## [URAIAN TUGAS]
Berdasarkan kutipan berita tentang sidang Mustafa, jelaskan dasar pernyataan Budi Winarto bahwa ia sudah lama mengenal terdakwa.

## [KUTIPAN BERITA]

--

Bandar Lampung (SL)-Empat saksi dihadirkan Jaksa Penuntut Umum (JPU) Komisi Pemberantasan Korupsi (KPK) dalam persidangan lanjutan terdakwa Mustafa, di Pengadilan Tipikor Kelas IA Tanjungkarang, Bandar Lampung, Dari empat saksi, hanya tiga saksi yang hadir. Satu saksi berhalangan tanpa keterangan, Kamis 28 Januari 2021.
Saksi-saksi yang dihadirkan Direktur PT Sorento Nusantara Budi Winarto alias Awi, Manager PT Sorento Nusantara Tapif Agus Suyono, dan Kasir PT Sorento Nusantara Muhammad Yusuf, Sedangkan saksi yang tak hadir ialah Soni Adiwijaya.
Dihadapan majelis JPU KPK Taufiq Ibnugroho bertanya ke Budi Winarto sejak kapan dirinya menjabat sebagai Direktur PT Sorento Nusantara. “Dan perusahaan ini bergerak di bidang apa,” katanya. “Dari tahun 2016 dan sampai sekarang, PT Sorento bergerak di bidang kontraktor. Seperti pemecah batu dan redimix,” kata Budi Winarto.
Lalu, JPU KPK Taufiq Ibnugroho bertanya sejak kapan mengenal Mustafa. Menjawab itu Budi Winarto menjelaskan bila dirinya sudah kenal lama dengan terdakwa. “Sebelum menjabat sebagai Bupati (Lampung Tengah) saya sudah kenal. Waktu itu dia sebagai pengusaha. Dan sebagai Ketua Pemuda Pancasila (PP) Lamteng,” jelas Awi.
JPU KPK Taufiq kemudian bertanya apakah PT Sorento Nusantara ini pernah ikut terlibat sebelumnya di Dinas Bina Marga Lampung Tengah. “Enggak pernah ada. Baru kali ini. Prosesnya baru ini,” jawab Awi.

--

## [DATA YANG DITAMPILKAN]
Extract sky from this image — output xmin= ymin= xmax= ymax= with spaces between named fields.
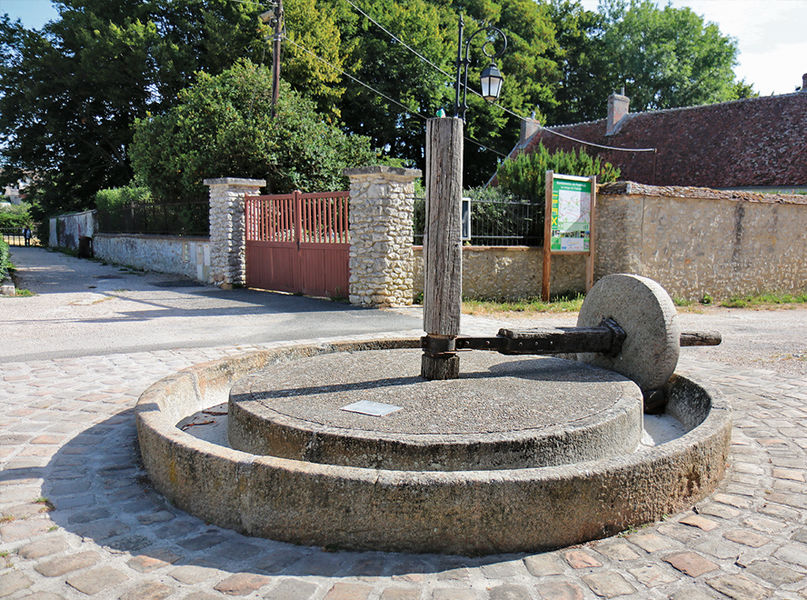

--

## [HASIL JAWABAN]
Budi Winarto sudah mengenal Mustafa sebelum Mustafa menjabat sebagai Bupati Lampung Tengah. Pada waktu itu, Mustafa adalah seorang pengusaha dan Ketua Pemuda Pancasila (PP) Lamteng.